#### Potongan dokumen
Nasib Seorang Pasien Lakalantas
Oleh Frans Anggal
Seorang korban lakalantas asal Soa, Yohanes Sawo (35), diterlantarkan di UGD RSUD Bajawa. Selama tiga jam ia tidak dihiraukan oleh petugas medis UGD. ”Sejak tadi korban tiba, mereka hanya datang lihat dan tidak mengobati luka yang ada,” kata Yosep Lado, yang membantu mengantar korban ke RSUD (Flores Pos Jumat 21 Mei 2010).
Berulang kali Yosep Lado minta petugas UGD agar berikan pertolongan. Namun permintaannya ditanggapi emosional oleh petugas. Bahkan petugas minta agar korban di bawa pulang. ”Bagaimana kami mau bawa korban pulang, sementara belum mendapat perawatan dan tidak bisa bergerak karena belakang dan rusuknya sakit.”
Lakalantas menimpa Yohanes Sawo di Mataloko. Sepeda motornya menabrak anjing. Dalam keadaan sakit ia menuju RSUD. Belum sampai di RSUD, ia pusing dan terjatuh. Ia ditolong oleh Yosep Lado, yang kemudian mengantarnya ke RSUD. Pukul 11.00 ia masuk. Hingga pukul 14.00 petugas belum berikan pertolongan. ”Saya sudah dari tadi terbaring di sini,” katanya.
Tiga jam tanpa pertolongan medis! Di UGD lagi! UGD itu singkatan dari ”unit gawat darurat”. Nama menjukkan makna. Dari namanya, jelas, yang masuk ke sana adalah pasien yang kondisinya ”gawat”. Karena kondisinya gawat maka pertolongan yang diberikan harus ”darurat”. Artinya, secepatnya, meski sementara, sebelum tindakan medis selanjutnya.
Makna UGD itu tidak berlaku dalam kasus di atas. Kita jadi ragu. Jangan-jangan si korban salah masuk. Mungkin tempat dia terbaring itu bukan ”unit gawat darurat”, tapi ”unit peristirahatan sebelum pulang”. Mungkin karena itulah para petugas emosional ketika didesak memberi pertolongan. Mungkin karena itu pula mereka minta korban dibawa pulang saja.
Atau, boleh jadi, korban masuk ke ruang yang tepat: UGD. Namun, dia dan si pengantar tidak tahu perkembangan di RSUD Bajawa. Siapa tahu, makna UGD di sana sudah berubah. UGD bukan lagi tempat pertolongan pertama yang mengharuskan tindak medis segera. Tapi, katakanlah, sudah menjadi seperti bengkel.

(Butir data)
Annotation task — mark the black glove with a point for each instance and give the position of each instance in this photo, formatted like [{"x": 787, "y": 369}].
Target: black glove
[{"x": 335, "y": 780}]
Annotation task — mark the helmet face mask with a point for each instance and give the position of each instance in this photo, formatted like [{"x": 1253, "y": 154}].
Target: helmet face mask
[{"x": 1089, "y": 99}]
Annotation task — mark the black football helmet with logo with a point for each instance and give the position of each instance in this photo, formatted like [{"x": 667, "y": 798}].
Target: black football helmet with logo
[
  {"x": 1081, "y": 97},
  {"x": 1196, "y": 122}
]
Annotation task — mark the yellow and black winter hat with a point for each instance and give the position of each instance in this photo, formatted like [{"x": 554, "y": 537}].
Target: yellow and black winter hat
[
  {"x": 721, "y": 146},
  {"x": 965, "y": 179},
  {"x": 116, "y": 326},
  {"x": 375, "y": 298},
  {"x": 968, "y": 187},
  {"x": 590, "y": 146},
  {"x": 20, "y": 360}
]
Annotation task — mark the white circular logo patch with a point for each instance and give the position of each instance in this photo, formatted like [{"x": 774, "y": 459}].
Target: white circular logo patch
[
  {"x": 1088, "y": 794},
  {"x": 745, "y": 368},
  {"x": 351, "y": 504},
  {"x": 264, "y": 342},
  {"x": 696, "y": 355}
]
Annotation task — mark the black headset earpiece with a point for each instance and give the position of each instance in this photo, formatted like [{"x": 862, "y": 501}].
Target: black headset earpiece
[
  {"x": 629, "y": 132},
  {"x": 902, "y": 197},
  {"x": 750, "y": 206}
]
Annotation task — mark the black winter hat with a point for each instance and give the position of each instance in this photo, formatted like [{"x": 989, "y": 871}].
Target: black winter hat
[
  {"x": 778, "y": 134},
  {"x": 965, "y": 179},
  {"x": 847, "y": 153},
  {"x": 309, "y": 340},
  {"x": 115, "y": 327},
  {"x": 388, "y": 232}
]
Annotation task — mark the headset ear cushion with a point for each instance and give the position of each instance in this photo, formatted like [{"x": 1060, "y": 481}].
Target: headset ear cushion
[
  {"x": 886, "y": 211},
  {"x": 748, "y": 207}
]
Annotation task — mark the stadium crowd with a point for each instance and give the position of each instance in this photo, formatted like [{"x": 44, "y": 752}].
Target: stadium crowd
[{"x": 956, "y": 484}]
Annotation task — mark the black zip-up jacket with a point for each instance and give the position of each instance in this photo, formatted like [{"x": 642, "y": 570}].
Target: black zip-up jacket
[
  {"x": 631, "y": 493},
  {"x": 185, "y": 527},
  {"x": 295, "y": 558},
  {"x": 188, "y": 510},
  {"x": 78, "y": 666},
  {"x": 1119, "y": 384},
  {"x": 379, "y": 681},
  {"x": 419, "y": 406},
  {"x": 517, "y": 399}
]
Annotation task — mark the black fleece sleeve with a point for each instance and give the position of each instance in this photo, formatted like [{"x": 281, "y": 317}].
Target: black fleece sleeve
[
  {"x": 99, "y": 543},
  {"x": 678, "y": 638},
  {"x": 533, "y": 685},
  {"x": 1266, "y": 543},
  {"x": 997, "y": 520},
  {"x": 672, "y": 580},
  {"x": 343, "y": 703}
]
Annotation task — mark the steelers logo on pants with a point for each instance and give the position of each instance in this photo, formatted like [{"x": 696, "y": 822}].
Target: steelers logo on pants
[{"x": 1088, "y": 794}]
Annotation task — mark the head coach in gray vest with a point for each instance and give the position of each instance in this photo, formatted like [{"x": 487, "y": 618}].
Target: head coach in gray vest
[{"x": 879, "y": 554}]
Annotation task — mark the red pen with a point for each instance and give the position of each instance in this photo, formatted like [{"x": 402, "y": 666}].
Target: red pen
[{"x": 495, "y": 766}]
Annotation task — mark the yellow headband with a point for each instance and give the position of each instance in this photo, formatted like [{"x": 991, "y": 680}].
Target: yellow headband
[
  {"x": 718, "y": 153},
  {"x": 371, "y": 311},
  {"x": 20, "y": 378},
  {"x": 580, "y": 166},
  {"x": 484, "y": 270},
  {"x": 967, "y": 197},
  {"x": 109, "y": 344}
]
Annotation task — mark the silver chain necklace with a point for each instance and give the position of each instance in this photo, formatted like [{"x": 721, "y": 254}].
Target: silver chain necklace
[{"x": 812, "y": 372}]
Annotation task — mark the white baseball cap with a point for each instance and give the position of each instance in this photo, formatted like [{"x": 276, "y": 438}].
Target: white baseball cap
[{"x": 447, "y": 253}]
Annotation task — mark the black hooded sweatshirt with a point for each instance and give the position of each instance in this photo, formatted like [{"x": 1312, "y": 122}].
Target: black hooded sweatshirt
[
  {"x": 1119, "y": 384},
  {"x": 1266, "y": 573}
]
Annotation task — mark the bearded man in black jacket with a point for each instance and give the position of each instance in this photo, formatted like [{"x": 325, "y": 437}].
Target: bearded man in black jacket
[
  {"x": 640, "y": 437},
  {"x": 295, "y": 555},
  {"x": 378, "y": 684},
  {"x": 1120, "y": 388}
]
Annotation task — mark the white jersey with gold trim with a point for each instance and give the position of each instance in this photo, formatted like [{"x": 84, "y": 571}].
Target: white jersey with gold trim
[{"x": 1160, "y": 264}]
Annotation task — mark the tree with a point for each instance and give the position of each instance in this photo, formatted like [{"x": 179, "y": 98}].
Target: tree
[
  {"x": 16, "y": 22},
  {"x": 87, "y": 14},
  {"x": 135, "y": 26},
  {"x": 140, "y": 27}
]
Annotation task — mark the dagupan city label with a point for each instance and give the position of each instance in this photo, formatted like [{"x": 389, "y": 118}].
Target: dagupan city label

#### Petunjuk
• A. Jawablah pertanyaan berikut berdasarkan tulisan tentang pasien lakalantas.
(i) Berapa jam Yohanes Sawo tidak mendapat pertolongan di UGD RSUD Bajawa?
(ii) Apa yang ditabrak sepeda motor Yohanes Sawo di Mataloko?
(iii) Apa kepanjangan UGD menurut tulisan itu?
• B. Lanjutkan tulisan tentang pasien lakalantas mulai dari kalimat terakhirnya.
Baris-baris tersebut merupakan bahan tersendiri yang tidak berkaitan dengan tulisan tentang pasien lakalantas.

#### Jawaban
• A.
(i) Tiga jam, yaitu sejak pukul 11.00 hingga pukul 14.00.
(ii) Seekor anjing.
(iii) Unit gawat darurat.

• B.
Di bengkel, sepeda motor rusak yang diantar masuk tidak harus ditangani ”darurat”, betapapun ”gawat” kerusakannya. Bisa diparkir dulu berjam-jam, bahkan berhari-hari, sebelum montir lakukan tindakan mekanik. Karena itulah, bengkel, secanggih apa pun, tidak pernah diembel-embeli ”gawat” dan ”darurat” di belakangnya sehingga menjadi ”bengkel gawat darurat”.
Hanya rumah sakit yang punya ”unit gawat darurat”. Karena, rumah sakit merawat manusia sakit, bukan mesin rusak. Di rumah sakit, merawat tidak sebatas diagnosis dan terapi. Merawat adalah juga memperhatikan si pasien. Meringakan deritanya. Membuka kembali hatinya. Memberikan pengaharapan baru dan gairah hidup kepadanya. Membebaskannya dari cengkeraman keputusasaan.
Jadi, pelayanan kesehatan tidak ditujukan semata-mata pada aspek fisik-biologis. Tidak pula identik sebagai pelayanan medis saja. Tapi, pelayanan yang tepadu dan menyeluruh. Karena itu pula, hubungan antara petugas rumah sakit dan pasien tidak hanya merupakan hubungan antara si petugas dan penyakit si pasien. Tapi juga hubungan personal antar si petugas dan si pasien itu sendiri.
Dalam kasus di UGD RSUD Bajawa, hubungan seperti ini tidak tampak. Si korban lakalantas diperlakukan seperti motor rusak. Diparkir berjam-jam. Malah diminta dibawa pulang. Wala, UGD itu bengkel atau apa?